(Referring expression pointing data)
____

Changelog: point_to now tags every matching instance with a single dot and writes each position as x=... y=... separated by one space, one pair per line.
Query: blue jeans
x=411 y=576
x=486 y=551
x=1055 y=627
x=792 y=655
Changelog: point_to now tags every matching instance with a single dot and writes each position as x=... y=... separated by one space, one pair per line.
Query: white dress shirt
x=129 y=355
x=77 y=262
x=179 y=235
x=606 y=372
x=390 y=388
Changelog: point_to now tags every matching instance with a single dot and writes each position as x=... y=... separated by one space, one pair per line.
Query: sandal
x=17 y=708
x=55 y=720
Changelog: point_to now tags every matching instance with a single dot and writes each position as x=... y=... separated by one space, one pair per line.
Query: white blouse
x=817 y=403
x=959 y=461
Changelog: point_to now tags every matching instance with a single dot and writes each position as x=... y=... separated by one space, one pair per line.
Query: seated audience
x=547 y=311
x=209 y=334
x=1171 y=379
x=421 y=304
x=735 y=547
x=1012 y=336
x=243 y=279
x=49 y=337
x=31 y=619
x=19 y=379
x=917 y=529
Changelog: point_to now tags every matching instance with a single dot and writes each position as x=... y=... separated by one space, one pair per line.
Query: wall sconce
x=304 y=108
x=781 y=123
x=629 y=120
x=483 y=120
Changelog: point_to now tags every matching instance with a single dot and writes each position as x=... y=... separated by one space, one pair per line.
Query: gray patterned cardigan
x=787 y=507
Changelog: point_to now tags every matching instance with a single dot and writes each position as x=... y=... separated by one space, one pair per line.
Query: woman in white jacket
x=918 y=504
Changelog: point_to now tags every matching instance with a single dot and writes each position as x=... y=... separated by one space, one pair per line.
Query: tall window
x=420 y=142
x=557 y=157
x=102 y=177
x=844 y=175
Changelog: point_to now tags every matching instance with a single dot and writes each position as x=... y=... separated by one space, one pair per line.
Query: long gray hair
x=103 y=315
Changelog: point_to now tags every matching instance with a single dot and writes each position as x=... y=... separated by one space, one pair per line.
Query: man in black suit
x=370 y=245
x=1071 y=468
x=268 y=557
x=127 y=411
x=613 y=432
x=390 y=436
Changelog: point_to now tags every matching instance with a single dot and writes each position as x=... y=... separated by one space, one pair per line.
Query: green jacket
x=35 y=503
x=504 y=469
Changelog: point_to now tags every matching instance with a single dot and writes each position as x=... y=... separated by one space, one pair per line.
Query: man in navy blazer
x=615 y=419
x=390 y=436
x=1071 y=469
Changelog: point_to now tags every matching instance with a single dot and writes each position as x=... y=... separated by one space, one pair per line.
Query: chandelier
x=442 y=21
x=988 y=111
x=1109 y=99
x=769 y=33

____

Give back each entry above precisely as it was written.

** COMPLETED EXERCISE **
Changelog: point_to now tags every matching instance with a single dot and writes each position as x=... y=... separated by one space, one pair per line.
Query: blue jeans
x=411 y=576
x=486 y=551
x=1055 y=627
x=792 y=655
Changelog: point_to now tags every matching instance with a single dot and writes each position as x=... y=... separated by one space, one pair per line.
Query: white dress shirt
x=129 y=355
x=77 y=262
x=179 y=235
x=606 y=372
x=390 y=388
Changelog: point_to now tags every matching instance with a single dot and writes each position as x=... y=... separated by one space, one pair per line.
Query: sandal
x=17 y=708
x=55 y=720
Changelog: point_to now tags every matching instance with a single dot and writes each position as x=... y=... separated by one space, one pair per line.
Query: white blouse
x=817 y=403
x=959 y=461
Changelog: point_to now tags every matching instance with a single dot and writes each position as x=... y=... separated by one space, one pair per line.
Query: seated audience
x=547 y=311
x=209 y=334
x=1171 y=379
x=421 y=304
x=735 y=547
x=1012 y=336
x=243 y=279
x=49 y=337
x=31 y=619
x=19 y=379
x=917 y=529
Changelog: point_to now tags every matching instance with a single dot and writes each position as x=... y=... separated by one space, one pair per line.
Query: wall sconce
x=304 y=108
x=781 y=123
x=629 y=120
x=483 y=120
Changelog: point_to now tags every matching instance with a single dot and writes each position as x=... y=... separated by one space, one pair per line.
Query: gray patterned cardigan
x=787 y=507
Changelog: point_to now tags every matching instance with a single dot and writes each position as x=... y=... separated by one space, one pair per line.
Query: woman in white jacket
x=918 y=504
Changelog: point_to now tags every matching instance with a single dot and writes each position as x=... y=... separated by one space, one pair per line.
Query: tall window
x=420 y=142
x=557 y=157
x=102 y=177
x=844 y=175
Changelog: point_to now tags every matching instance with a single dot and writes each position as x=... y=... separated by one space, one pair per line.
Query: long gray hair
x=103 y=315
Changelog: point_to now tags every matching instance with a single dot and writes each position as x=... y=... separated by one space, one pair per line.
Query: man in black suit
x=370 y=245
x=1071 y=468
x=268 y=557
x=127 y=411
x=613 y=432
x=390 y=436
Changelog: point_to now tags every matching instance with a single dot and writes each position as x=... y=... separated by one space, one pair per line.
Query: green jacket
x=35 y=503
x=504 y=469
Changelog: point_to now tags every matching instance with a single dot and writes each position as x=... y=... separated by one space, one pair per line.
Query: man in navy blazer
x=615 y=419
x=390 y=436
x=1071 y=469
Changelog: point_to now tags every matching instance with a single dot and writes each position as x=... y=... separated by one space, one pair per line.
Query: chandelier
x=442 y=21
x=988 y=111
x=1109 y=99
x=769 y=33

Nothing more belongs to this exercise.